Written problem:
Convert everything from the line containing "Detection target tree foliage" down to the line containing "[185,137,650,366]", both included, into a JSON list of strings with one string per line. Leave out any blank lines.

Data provided:

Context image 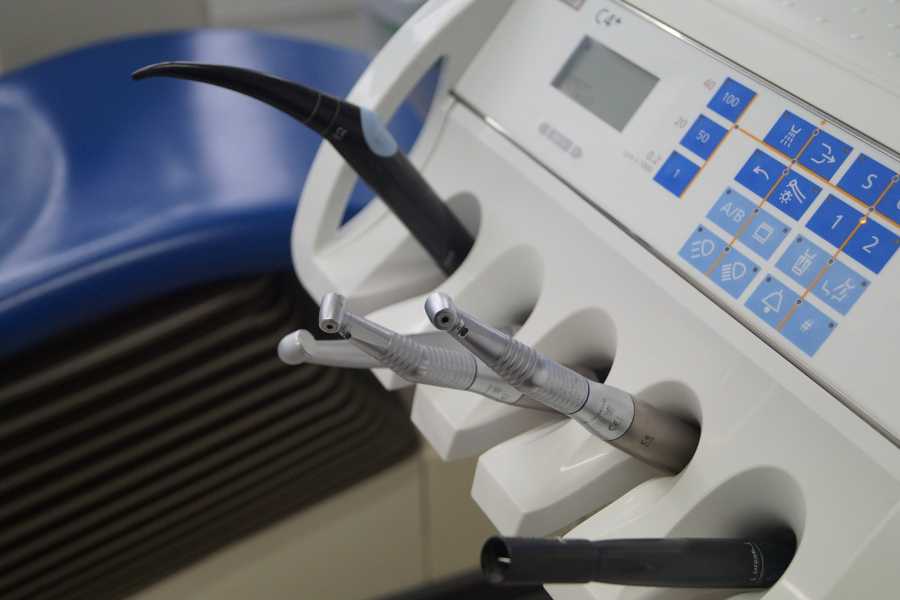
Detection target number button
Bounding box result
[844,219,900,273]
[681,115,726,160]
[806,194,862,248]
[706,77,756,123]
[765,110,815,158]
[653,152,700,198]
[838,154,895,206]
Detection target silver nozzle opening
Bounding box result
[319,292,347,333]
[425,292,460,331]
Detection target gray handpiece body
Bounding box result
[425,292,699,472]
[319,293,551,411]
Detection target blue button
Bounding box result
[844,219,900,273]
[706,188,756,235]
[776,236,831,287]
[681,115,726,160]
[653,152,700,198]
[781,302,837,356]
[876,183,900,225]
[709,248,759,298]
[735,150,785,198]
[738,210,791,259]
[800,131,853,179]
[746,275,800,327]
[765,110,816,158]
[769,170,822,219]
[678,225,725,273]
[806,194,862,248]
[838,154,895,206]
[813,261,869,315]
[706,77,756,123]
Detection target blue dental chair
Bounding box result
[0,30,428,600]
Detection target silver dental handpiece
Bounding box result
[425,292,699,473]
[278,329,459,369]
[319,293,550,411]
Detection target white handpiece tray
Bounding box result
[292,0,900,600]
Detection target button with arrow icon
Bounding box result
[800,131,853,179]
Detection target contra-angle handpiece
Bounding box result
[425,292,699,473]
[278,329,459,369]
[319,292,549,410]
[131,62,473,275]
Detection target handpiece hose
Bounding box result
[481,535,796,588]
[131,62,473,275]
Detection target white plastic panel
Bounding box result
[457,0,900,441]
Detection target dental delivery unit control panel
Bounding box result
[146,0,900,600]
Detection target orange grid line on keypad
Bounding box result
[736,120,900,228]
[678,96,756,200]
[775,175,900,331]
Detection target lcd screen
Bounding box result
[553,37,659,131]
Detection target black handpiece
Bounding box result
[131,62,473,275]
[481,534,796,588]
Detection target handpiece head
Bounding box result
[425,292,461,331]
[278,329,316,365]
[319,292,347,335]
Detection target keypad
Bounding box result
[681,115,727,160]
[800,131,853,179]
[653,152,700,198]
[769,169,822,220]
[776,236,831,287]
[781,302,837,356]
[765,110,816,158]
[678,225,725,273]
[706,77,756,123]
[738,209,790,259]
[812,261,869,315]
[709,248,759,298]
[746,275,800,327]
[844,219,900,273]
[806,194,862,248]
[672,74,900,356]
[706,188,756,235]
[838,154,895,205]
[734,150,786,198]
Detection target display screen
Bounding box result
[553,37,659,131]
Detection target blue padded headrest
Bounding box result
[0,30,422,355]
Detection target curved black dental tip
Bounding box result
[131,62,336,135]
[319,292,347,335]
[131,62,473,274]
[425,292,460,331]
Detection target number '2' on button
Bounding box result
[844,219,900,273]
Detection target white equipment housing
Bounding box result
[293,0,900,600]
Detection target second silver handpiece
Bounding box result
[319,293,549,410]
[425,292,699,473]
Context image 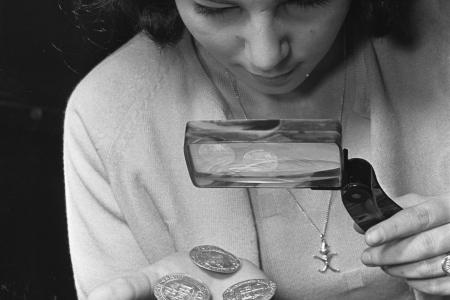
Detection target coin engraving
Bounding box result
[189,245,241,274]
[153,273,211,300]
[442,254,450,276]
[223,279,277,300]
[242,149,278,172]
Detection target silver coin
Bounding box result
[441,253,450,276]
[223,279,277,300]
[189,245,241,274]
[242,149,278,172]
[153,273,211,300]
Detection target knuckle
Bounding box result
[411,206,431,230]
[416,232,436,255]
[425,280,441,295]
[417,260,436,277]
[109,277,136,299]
---
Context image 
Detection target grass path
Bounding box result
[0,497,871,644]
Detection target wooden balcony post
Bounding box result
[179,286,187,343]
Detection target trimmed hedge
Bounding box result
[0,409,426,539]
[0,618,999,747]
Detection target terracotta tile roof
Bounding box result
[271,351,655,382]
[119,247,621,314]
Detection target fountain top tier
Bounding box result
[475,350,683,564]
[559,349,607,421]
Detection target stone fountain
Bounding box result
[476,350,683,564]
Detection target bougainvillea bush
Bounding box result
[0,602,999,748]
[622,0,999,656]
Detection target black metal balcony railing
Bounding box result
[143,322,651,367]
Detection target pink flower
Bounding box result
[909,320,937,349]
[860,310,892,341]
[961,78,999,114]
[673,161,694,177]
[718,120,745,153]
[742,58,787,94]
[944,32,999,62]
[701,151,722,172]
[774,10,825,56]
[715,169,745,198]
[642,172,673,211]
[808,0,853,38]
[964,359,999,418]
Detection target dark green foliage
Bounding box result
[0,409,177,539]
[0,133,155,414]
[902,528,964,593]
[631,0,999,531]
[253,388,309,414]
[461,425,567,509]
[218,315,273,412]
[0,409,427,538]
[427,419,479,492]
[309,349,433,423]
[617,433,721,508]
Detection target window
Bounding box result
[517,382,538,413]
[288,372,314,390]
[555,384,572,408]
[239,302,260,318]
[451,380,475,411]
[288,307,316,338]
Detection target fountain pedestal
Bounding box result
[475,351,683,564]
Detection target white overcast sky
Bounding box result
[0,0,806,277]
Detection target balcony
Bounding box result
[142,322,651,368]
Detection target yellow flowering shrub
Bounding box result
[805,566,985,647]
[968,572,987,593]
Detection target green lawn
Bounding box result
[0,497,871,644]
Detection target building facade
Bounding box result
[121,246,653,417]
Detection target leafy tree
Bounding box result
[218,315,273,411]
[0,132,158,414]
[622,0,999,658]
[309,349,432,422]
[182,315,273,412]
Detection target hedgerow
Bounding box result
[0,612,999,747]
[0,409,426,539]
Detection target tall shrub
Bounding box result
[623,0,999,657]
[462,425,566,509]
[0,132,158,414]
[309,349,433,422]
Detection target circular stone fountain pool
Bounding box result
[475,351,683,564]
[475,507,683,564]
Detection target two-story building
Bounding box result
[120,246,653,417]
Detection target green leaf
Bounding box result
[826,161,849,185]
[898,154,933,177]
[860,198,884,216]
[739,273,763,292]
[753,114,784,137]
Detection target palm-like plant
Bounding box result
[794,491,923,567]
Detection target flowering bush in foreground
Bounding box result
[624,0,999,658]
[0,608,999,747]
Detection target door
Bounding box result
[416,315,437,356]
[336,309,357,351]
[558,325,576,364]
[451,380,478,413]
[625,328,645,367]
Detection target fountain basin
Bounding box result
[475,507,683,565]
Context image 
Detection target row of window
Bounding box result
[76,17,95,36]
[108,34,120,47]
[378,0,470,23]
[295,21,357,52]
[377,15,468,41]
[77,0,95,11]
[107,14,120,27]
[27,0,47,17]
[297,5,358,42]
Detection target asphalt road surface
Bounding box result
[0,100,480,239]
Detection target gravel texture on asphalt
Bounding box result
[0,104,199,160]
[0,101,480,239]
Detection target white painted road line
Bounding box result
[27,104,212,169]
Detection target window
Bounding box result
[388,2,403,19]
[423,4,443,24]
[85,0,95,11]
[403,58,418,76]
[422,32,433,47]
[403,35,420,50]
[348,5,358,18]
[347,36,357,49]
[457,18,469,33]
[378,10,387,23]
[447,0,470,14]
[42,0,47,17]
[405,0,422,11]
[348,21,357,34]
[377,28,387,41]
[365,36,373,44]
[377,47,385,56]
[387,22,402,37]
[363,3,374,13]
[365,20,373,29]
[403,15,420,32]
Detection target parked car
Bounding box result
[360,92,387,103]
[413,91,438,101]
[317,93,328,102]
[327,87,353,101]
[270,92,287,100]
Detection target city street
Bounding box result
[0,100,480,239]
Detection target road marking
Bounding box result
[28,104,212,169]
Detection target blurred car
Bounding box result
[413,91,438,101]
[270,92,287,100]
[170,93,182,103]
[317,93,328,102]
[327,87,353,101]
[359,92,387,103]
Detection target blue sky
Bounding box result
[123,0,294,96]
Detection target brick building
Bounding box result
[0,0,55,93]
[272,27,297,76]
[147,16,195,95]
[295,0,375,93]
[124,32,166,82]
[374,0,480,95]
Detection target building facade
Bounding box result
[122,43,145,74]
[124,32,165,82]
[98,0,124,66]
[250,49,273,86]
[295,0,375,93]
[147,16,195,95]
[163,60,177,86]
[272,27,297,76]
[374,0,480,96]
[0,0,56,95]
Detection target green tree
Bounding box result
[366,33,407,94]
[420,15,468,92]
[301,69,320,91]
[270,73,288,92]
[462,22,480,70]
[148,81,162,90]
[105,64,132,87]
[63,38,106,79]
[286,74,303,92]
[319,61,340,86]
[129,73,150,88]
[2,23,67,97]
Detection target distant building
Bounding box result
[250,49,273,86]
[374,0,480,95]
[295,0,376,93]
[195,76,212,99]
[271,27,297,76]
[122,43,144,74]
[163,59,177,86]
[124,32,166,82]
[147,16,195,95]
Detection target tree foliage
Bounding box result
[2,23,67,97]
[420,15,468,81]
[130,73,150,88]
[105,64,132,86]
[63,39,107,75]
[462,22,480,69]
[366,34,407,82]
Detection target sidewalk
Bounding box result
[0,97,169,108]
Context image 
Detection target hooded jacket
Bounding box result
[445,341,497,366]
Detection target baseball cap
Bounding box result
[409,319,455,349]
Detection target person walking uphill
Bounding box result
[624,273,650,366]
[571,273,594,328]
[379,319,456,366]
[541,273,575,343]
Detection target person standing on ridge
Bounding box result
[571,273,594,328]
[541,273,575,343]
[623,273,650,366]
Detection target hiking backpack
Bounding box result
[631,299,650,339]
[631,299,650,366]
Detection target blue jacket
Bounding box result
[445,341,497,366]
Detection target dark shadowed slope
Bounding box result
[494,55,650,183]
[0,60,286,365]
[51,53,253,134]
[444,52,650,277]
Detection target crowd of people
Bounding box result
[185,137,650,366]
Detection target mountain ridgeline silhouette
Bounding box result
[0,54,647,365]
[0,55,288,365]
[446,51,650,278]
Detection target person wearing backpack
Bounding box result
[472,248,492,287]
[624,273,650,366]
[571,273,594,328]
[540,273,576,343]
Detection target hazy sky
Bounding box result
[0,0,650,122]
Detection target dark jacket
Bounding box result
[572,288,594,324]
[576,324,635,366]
...
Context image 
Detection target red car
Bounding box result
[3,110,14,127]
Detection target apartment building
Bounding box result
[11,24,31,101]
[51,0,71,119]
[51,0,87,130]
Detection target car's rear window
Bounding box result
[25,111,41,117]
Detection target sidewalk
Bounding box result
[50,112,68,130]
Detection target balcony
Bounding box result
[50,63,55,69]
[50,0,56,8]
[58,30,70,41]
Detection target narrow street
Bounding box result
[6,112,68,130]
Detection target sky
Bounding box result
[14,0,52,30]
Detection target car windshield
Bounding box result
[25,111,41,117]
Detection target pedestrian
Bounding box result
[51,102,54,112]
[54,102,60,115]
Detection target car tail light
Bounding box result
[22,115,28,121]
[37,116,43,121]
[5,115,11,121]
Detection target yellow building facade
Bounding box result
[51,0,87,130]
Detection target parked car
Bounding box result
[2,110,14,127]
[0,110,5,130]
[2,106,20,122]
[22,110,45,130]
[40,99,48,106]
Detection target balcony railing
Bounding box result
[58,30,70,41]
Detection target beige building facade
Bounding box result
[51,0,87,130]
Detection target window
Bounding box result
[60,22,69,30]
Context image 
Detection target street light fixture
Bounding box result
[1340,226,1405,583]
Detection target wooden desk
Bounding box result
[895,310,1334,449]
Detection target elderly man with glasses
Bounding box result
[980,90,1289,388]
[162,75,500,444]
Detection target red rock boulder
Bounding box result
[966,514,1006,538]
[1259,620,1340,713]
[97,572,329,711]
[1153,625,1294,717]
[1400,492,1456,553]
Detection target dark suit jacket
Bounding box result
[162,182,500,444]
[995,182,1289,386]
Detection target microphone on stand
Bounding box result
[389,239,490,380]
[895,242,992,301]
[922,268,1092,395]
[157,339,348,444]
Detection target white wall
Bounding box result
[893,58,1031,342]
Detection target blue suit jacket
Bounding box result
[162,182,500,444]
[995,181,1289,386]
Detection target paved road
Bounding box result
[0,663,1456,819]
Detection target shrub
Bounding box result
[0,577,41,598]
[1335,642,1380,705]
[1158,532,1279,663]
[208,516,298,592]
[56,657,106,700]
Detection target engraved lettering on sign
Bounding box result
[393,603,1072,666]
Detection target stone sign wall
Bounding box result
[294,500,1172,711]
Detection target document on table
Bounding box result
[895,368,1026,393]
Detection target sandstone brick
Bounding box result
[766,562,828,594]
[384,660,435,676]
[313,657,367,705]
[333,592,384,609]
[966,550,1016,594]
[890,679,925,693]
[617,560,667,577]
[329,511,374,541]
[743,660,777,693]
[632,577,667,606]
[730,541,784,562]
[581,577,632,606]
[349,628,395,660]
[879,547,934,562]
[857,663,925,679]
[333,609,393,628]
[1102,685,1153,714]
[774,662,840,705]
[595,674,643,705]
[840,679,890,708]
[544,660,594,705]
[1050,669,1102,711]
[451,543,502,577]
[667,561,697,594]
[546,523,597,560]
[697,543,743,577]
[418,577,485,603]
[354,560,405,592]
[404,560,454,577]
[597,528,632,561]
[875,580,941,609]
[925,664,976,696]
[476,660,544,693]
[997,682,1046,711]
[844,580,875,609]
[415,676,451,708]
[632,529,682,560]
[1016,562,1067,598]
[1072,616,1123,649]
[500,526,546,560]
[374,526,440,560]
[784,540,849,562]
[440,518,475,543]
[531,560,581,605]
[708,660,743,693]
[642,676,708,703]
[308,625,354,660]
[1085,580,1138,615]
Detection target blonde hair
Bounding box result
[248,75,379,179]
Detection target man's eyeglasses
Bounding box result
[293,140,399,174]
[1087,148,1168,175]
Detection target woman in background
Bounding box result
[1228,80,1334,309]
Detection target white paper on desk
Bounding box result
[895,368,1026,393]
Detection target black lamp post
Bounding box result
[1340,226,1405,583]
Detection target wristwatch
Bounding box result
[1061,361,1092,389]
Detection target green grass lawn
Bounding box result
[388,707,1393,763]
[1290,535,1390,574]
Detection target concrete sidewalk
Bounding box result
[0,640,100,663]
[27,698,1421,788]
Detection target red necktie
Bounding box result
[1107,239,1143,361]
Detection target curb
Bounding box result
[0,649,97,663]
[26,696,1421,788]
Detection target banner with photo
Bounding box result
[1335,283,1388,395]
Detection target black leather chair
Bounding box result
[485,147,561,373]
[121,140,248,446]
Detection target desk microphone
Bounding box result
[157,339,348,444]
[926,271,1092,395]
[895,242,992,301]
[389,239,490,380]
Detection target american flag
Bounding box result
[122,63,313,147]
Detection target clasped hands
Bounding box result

Solution for this problem:
[
  "Detection target tree foliage",
  "Bounding box result",
  "[2,23,67,97]",
  "[420,15,468,81]",
  "[130,73,150,88]",
  "[105,64,132,86]",
  "[63,39,107,75]",
  "[462,22,480,69]",
  "[366,34,407,82]",
  "Detection target sidewalk",
  "Bounding box result",
  "[0,97,169,108]",
  "Context image ",
  "Detection target hooded jacket",
  "Bounding box result",
  "[445,341,497,366]",
  "Detection target baseball cap",
  "Bounding box result",
  "[409,319,455,349]",
  "Detection target person walking uphill",
  "Bounding box result",
  "[624,273,650,366]",
  "[571,273,594,328]",
  "[379,319,456,366]",
  "[541,273,575,343]",
  "Detection target person standing on ridge",
  "Bounding box result",
  "[571,273,594,328]",
  "[541,273,575,343]",
  "[623,273,650,366]",
  "Detection target hiking backpack",
  "Bounding box result",
  "[631,299,650,339]",
  "[631,299,650,366]",
  "Detection target blue jacket",
  "Bounding box result",
  "[445,341,497,366]",
  "Detection target dark shadowed slope",
  "Bounding box result",
  "[494,55,650,183]",
  "[0,60,286,365]",
  "[51,53,253,134]",
  "[444,52,650,277]",
  "Detection target crowd of people",
  "Bounding box result",
  "[185,137,650,366]"
]